Each entry in the block below needs to be copied out exactly.

--- START ---

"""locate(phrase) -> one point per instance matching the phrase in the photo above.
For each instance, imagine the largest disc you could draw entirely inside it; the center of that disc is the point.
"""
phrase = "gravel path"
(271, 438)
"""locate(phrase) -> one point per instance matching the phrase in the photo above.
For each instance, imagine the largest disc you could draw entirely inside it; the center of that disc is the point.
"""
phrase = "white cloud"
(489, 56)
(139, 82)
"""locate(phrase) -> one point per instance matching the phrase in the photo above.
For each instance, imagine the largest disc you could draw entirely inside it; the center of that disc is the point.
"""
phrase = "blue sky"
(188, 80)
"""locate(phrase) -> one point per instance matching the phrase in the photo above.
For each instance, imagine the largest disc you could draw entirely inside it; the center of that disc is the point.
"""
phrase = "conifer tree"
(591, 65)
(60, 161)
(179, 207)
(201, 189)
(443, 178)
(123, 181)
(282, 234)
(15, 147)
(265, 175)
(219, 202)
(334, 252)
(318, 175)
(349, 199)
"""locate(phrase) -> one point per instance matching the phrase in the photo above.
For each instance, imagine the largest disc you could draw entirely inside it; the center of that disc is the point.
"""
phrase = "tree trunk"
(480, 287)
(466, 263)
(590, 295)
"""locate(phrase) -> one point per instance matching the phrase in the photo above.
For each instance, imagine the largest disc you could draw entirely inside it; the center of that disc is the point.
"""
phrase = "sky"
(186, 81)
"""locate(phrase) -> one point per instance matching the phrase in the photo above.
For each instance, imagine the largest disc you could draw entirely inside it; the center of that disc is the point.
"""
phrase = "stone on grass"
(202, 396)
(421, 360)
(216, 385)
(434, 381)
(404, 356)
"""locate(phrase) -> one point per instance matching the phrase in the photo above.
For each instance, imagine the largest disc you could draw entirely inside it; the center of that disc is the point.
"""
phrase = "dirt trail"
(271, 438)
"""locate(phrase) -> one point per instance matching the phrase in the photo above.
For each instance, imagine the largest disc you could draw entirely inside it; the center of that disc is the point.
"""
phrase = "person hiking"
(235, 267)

--- END ---

### The answer
"""locate(phrase) -> one point per instance matching the phrase in the photo above.
For each instance, imagine the largest disc you could draw entirely inside it; the center of that disc is the point.
"""
phrase = "gravel path"
(271, 438)
"""locate(phrase) -> one point per instance matching the phrase in the photo above.
For each instance, imagine the largest disc you could draw entirely inside it; the center of that disc is the point.
"""
phrase = "white cloud"
(489, 56)
(139, 82)
"""locate(phrase) -> one point per instance matching the phrase in the photo above.
For each instance, imagine the largest disc you could draw entirely inside it; the center of that disc is the point.
"""
phrase = "blue sky"
(188, 80)
"""locate(phrase) -> one point per instance matching the phrase in the photo above.
For each instance, imagine the largest disc you could draw entirely inside it; the center of that disc is the point.
"""
phrase = "conifer tree"
(591, 65)
(60, 161)
(179, 207)
(201, 189)
(443, 178)
(123, 181)
(282, 234)
(15, 147)
(265, 175)
(219, 202)
(334, 252)
(318, 175)
(349, 199)
"""locate(phrase) -> one point per instance matching the phrase in the photo above.
For each instance, imagine the largest disc you could draw entirely inside it; the center of that disc is the point.
"""
phrase = "tree trunk"
(480, 287)
(466, 263)
(590, 295)
"""locate(phrase) -> one point per instance matching the phrase in the photo above.
For each instance, imagine the largest disc you could draw entirely inside it; the center of that disc is the point.
"""
phrase = "sky"
(186, 81)
"""locate(phrase) -> one point per instance matching the phrase in the photo above.
For each instance, imagine the largest disc you could draw entirely inside it; the center of that disc is the point.
"""
phrase = "stone on grass"
(202, 396)
(421, 360)
(216, 385)
(434, 381)
(404, 356)
"""locate(phrase) -> one point per instance matching the phrase in the photo above.
For each instance, imagine the largest disc you could draw entirely inside it; the center of that disc is the point.
"""
phrase = "dirt trail"
(271, 438)
"""locate(phrase) -> one point per instance matching the phrase in the photo above.
For each instance, imagine the largest disc you could draw entirely inside it; the center of that disc is the point.
"""
phrase = "person hiking"
(235, 267)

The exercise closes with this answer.